● Source excerpt:
Write a short note on distribution of velocities of gas molecules.
We know that molecules in a gas go on colliding with each other and hence their velocities go on changing though the average velocity remains unchanged. After the collision, the faster molecule slows down and slower molecule speeds up. The collisions are very rapid (many collisions per second) and hence, it is not possible to find the velocity of any single molecule. However, there must be a fraction of the total number of molecules that has a particular velocity at any time. The distribution of velocities amongst the gaseous molecules i.e. at a given instant how many molecules are moving with a particular speed was calculated by Maxwell and Boltzmann using the laws of probability. The fraction of molecules (∆N/N) possessing a particular velocity is taken on the Y-axis and the velocity on the X-axis. The curve obtained is shown in the figure. It is called ‘normal distribution curve of molecular velocities’.
The graph supplies the following information:
(i) The area under the curve gives the total number of molecules.
(ii) A very small fraction of molecules has very low (close to zero) velocities.
(iii) The fraction of molecules having higher and higher velocities keep on increasing with the increase in velocity, reaches a peak value and then starts decreasing for very high velocity. Once again, a very small fraction of molecules has very high velocities.

● Records supplied:

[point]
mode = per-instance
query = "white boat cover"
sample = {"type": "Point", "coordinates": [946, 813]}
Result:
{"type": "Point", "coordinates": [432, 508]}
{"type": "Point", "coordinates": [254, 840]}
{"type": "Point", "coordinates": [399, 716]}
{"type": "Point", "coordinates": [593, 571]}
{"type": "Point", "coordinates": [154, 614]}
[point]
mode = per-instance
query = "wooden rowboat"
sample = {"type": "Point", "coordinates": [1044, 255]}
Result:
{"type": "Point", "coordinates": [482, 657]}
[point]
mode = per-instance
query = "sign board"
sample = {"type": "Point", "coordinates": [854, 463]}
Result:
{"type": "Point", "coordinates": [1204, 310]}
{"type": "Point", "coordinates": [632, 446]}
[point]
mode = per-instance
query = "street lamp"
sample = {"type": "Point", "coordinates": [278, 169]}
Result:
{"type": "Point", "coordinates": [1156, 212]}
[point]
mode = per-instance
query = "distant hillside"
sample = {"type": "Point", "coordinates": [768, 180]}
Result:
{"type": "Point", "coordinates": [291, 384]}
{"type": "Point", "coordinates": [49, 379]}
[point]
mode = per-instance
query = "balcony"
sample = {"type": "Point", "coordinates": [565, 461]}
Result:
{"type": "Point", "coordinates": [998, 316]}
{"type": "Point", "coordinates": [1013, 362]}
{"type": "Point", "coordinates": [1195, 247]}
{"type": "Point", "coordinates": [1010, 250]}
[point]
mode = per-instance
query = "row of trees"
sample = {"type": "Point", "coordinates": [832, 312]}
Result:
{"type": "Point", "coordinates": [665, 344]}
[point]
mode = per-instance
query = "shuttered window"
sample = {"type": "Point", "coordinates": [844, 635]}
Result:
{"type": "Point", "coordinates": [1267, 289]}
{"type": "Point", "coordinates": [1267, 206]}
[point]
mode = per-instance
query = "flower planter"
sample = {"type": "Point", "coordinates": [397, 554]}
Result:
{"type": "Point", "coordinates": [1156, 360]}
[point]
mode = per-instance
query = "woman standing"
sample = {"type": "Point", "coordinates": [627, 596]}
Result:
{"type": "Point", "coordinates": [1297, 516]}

● Brief: Reproduce the note on gas molecule velocities above, copying everything from "(ii) A very" down to "very high velocities.".

● Response below:
(ii) A very small fraction of molecules has very low (close to zero) velocities.
(iii) The fraction of molecules having higher and higher velocities keep on increasing with the increase in velocity, reaches a peak value and then starts decreasing for very high velocity. Once again, a very small fraction of molecules has very high velocities.